MATERIAL PROVIDED =>
========

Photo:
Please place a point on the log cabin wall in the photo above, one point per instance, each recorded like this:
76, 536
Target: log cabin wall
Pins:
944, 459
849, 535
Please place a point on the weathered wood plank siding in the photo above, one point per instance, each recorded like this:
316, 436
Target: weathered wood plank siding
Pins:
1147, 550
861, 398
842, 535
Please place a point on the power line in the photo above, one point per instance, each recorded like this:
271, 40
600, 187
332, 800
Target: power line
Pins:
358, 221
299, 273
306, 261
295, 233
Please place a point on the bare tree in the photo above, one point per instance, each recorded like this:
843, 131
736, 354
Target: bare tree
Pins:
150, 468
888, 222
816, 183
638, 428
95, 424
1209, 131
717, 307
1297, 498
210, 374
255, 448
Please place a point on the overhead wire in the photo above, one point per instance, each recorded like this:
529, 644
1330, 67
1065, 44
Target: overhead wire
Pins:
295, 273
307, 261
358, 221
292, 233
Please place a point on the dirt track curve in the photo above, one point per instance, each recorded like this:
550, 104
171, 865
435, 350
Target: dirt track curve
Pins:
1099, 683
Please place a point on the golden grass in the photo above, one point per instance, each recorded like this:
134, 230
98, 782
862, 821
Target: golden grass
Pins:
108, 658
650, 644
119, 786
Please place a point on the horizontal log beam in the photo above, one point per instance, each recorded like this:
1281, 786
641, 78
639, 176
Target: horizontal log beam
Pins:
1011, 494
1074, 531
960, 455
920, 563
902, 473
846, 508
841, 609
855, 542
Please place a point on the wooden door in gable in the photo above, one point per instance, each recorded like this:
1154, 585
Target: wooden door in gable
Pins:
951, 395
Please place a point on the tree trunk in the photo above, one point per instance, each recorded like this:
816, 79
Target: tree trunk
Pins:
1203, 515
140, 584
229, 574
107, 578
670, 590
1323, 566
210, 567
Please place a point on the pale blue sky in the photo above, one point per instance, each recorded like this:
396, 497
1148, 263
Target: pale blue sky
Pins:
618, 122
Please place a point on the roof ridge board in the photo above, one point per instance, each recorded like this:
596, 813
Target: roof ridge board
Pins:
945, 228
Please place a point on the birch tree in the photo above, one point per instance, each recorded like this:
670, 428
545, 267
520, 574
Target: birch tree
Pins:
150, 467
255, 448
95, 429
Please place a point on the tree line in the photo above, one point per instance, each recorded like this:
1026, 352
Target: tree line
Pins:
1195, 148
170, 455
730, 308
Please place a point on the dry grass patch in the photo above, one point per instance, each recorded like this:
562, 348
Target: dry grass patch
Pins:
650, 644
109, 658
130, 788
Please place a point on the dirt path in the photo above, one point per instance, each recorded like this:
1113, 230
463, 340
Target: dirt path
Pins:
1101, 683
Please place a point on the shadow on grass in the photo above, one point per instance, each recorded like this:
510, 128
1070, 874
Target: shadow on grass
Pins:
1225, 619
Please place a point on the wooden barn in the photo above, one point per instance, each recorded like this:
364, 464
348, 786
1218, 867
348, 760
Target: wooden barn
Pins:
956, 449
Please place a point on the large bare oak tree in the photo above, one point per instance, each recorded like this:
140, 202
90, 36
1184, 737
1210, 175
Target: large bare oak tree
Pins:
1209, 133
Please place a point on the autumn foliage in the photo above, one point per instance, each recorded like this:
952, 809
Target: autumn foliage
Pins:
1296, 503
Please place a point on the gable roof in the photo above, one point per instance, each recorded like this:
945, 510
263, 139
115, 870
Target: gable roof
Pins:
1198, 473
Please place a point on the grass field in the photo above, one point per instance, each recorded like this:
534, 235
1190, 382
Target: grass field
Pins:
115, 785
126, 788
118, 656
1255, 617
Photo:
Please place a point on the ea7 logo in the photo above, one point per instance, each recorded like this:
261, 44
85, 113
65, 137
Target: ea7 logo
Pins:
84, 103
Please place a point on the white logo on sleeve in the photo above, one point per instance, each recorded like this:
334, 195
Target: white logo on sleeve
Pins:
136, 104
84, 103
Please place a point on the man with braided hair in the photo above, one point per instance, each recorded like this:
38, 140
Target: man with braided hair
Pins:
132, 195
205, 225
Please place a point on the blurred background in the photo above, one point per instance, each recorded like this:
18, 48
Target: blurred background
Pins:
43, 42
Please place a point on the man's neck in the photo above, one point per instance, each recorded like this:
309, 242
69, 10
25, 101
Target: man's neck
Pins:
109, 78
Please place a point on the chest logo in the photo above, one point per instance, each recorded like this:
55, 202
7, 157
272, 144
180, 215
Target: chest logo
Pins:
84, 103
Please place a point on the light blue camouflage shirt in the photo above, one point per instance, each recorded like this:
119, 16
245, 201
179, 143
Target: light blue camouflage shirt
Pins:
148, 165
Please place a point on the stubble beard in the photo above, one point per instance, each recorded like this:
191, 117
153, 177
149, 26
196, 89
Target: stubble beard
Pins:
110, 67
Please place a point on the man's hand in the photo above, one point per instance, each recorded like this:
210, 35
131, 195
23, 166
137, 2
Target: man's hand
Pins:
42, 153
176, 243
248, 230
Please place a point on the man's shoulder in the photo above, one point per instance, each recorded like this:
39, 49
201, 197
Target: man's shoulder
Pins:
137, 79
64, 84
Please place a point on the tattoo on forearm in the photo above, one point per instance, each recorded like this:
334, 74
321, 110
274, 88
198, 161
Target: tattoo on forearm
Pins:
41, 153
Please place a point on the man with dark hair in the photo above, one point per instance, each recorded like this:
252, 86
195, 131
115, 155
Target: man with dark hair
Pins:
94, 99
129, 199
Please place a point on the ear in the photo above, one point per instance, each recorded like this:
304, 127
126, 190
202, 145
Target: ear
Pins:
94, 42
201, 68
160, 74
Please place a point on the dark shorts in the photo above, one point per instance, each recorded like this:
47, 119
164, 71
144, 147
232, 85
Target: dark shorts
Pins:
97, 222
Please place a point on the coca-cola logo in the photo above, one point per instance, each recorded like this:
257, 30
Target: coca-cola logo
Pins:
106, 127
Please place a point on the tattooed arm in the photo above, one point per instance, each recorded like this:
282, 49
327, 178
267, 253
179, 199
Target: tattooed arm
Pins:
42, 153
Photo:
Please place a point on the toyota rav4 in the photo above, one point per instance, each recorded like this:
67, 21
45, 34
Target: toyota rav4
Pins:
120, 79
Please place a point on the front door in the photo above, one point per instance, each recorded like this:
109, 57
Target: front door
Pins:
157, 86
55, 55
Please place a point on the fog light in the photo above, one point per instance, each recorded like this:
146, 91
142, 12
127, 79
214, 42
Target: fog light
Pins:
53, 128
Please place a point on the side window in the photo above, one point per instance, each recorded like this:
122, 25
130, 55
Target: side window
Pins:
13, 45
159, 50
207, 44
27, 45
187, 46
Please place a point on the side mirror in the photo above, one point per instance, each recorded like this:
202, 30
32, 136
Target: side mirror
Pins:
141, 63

========

AIM OF THE TASK =>
Reproduce all of the material above without alteration.

SOLUTION FOR THIS EXERCISE =>
Photo:
Please place a point on the log cabin wall in the photo above, one point per instance, each recorded like this:
76, 536
Target: log cabin wall
Pins:
944, 459
849, 535
Please place a point on the weathered wood plank siding in the photo above, one point per instance, each recorded like this:
316, 436
Target: weathered wood plank siding
Pins:
1147, 550
861, 398
842, 535
Please place a point on the power line in the photo above, one point per instance, each recorded like this:
271, 40
600, 187
332, 800
Target: power line
Pins:
358, 221
299, 273
306, 261
295, 233
Please place a point on the bare tree in the photo above, one point per instance, each recorded like this:
843, 131
736, 354
Target: bare tree
Pins:
150, 468
888, 222
816, 183
638, 428
95, 424
1209, 131
717, 307
1297, 498
210, 374
255, 448
Please place a point on the overhead wire in the photo above, one point per instance, each recorded like this:
529, 644
1330, 67
1065, 44
Target: overhead wire
Pins:
295, 273
307, 261
358, 221
292, 233
Please place a point on the dirt track curve in the photo above, one point per instance, each recorded like this:
550, 104
171, 865
435, 350
Target: dirt track curve
Pins:
1099, 683
Please place a point on the golden grass in the photo above, one point per instance, each recorded like this:
134, 230
98, 782
862, 821
Target: golden grass
Pins:
108, 658
650, 644
119, 786
Please place a point on the horizontal log beam in the photo above, one point per instance, each recorded like this:
1281, 786
641, 78
639, 176
Target: horizontal log beam
Pins:
1011, 494
1074, 531
960, 455
920, 563
902, 473
846, 508
841, 609
855, 542
Please place a point on the wooden door in gable in the photo above, one point per instance, each recorded like this:
1154, 585
Target: wooden door in gable
Pins:
951, 395
Please place a point on the tree trunk in the photo above, one point per instance, each recorded like this:
816, 79
Target: tree trunk
Pins:
1203, 515
140, 584
229, 574
107, 578
670, 590
1323, 566
210, 567
Please place a point on the pale blue sky in the photo above, one point per instance, each recorded like this:
396, 497
1148, 263
Target: pale blue sky
Pins:
618, 122
Please place a point on the roof ridge board in the photo above, one point per instance, each recorded like this:
596, 813
Target: roof ridge board
Pins:
945, 228
Please place a point on the birch tree in the photo above, one point per instance, each recorded like this:
670, 428
545, 267
520, 574
Target: birch tree
Pins:
150, 467
255, 448
95, 429
Please place a point on the tree line in the photo above, one point per instance, each recorded like this:
1026, 352
Target: tree line
Pins:
1195, 148
170, 455
730, 308
Please place a point on the dry grass patch in the photo above, one point per instance, each recorded like this:
562, 348
Target: dry grass patch
Pins:
650, 644
109, 658
130, 788
Please place a point on the dirt path in the photo above, one point per instance, each recorded like this:
1113, 230
463, 340
Target: dirt path
Pins:
1101, 683
Please place a point on the shadow on grass in the photo above, one point per instance, each recorded like this:
510, 128
1070, 874
Target: shadow on grass
Pins:
1225, 619
Please place a point on the wooden barn in the photo above, one point per instance, each recorded like this:
364, 464
348, 786
1218, 867
348, 760
Target: wooden barn
Pins:
956, 449
Please place a point on the large bare oak tree in the photo above, one point per instance, each recorded like this:
140, 202
90, 36
1184, 737
1210, 175
Target: large bare oak tree
Pins:
1209, 133
Please place a point on the autumn foliage in the photo above, one point per instance, each recorded like this:
952, 809
Target: autumn foliage
Pins:
1296, 503
Please place a point on the gable roof in the photo above, one point per instance, each recorded like this:
945, 510
263, 139
115, 870
Target: gable roof
Pins:
1198, 473
Please place a point on the grass field in the photo above, one point per instance, each recorded like this:
534, 235
1190, 382
Target: grass field
Pins:
115, 785
126, 788
118, 656
1255, 617
Photo:
Please place a point on the ea7 logo in the photo above, one point per instance, each recorded like this:
261, 44
85, 113
65, 137
Target: ea7 logo
Pins:
84, 103
Please place a point on the white logo on sleeve in the photo above, one point per instance, each recorded like this:
334, 195
Target: white logo on sleeve
Pins:
136, 104
84, 103
Please place a point on the man with braided hair in the photo above, one point per instance, each recorded like this:
38, 140
Target: man with braided hair
Pins:
132, 195
205, 225
Please place a point on the blurred background in the photo above, one point per instance, each recorded like this:
18, 48
Target: blurred background
Pins:
43, 42
Please place a point on the man's neck in the photo above, one point per instance, each recorded like this:
309, 242
69, 10
25, 101
Target: man's neck
Pins:
109, 78
Please place a point on the chest logo in the photo above, one point per instance, each recorded like this:
55, 202
7, 157
272, 144
180, 215
Target: chest logo
Pins:
84, 103
Please place a point on the light blue camouflage shirt in the photo above, one point per instance, each recorded like this:
119, 16
245, 201
179, 143
Target: light blue camouflage shirt
Pins:
148, 165
Please place a point on the stubble beard in the photo above, one point per instance, each recorded like this:
191, 117
153, 177
149, 26
196, 89
Target: stubble beard
Pins:
110, 67
Please place a point on the man's hand in the photo above, one point per instance, each recorded like this:
210, 35
131, 195
23, 166
137, 2
Target: man's hand
Pins:
42, 153
176, 243
248, 230
Please place a point on the man's shoulder in the photo above, one point per instance, each recorded like this:
39, 49
201, 197
Target: man's shoulder
Pins:
137, 79
64, 84
Please place a point on the tattoo on forearm in the photo above, one point per instance, each recorded like this:
334, 74
321, 110
274, 88
198, 161
Target: tattoo on forearm
Pins:
41, 153
Please place a point on the man with dark hair in the photo above, one point per instance, each recorded like this:
252, 86
195, 131
115, 155
Target: man with dark hair
Pins:
94, 99
129, 199
Please place a point on the ear in the photo above, one point per instance, each recorded like this:
304, 127
126, 190
202, 145
Target: ear
Pins:
94, 42
201, 68
160, 74
Please place a point on the dark shorts in the photo above, one point per instance, each recorded like this:
47, 119
164, 71
144, 147
232, 85
Target: dark shorts
Pins:
97, 222
Please place a point on the coca-cola logo in the photo above, one point per instance, each recorded like this:
257, 30
Target: coca-cola logo
Pins:
106, 127
Please place a point on the tattooed arm in the photo above, one point per instance, each recorded like this:
282, 49
327, 178
267, 253
179, 199
Target: tattooed arm
Pins:
42, 153
Photo:
Please place a point on the toyota rav4 in the photo above, one point per instance, each recorded like this:
67, 21
45, 34
Target: toyota rav4
Pins:
120, 79
Please place a point on the front door in the photo above, one point per instance, each recorded like this:
109, 57
Target: front door
Pins:
157, 86
55, 55
Please place a point on the fog light in the photo above, one point per instance, each recorded like this:
146, 91
142, 12
127, 79
214, 42
Target: fog light
Pins:
53, 128
Please place a point on the side window in the photo above, one point per instance, each recorded like this:
122, 25
130, 55
Target: side window
Pins:
13, 45
159, 50
207, 44
27, 45
187, 46
Please place a point on the side mirror in the photo above, one point per instance, each recorded like this:
202, 30
32, 136
Target: side mirror
Pins:
141, 63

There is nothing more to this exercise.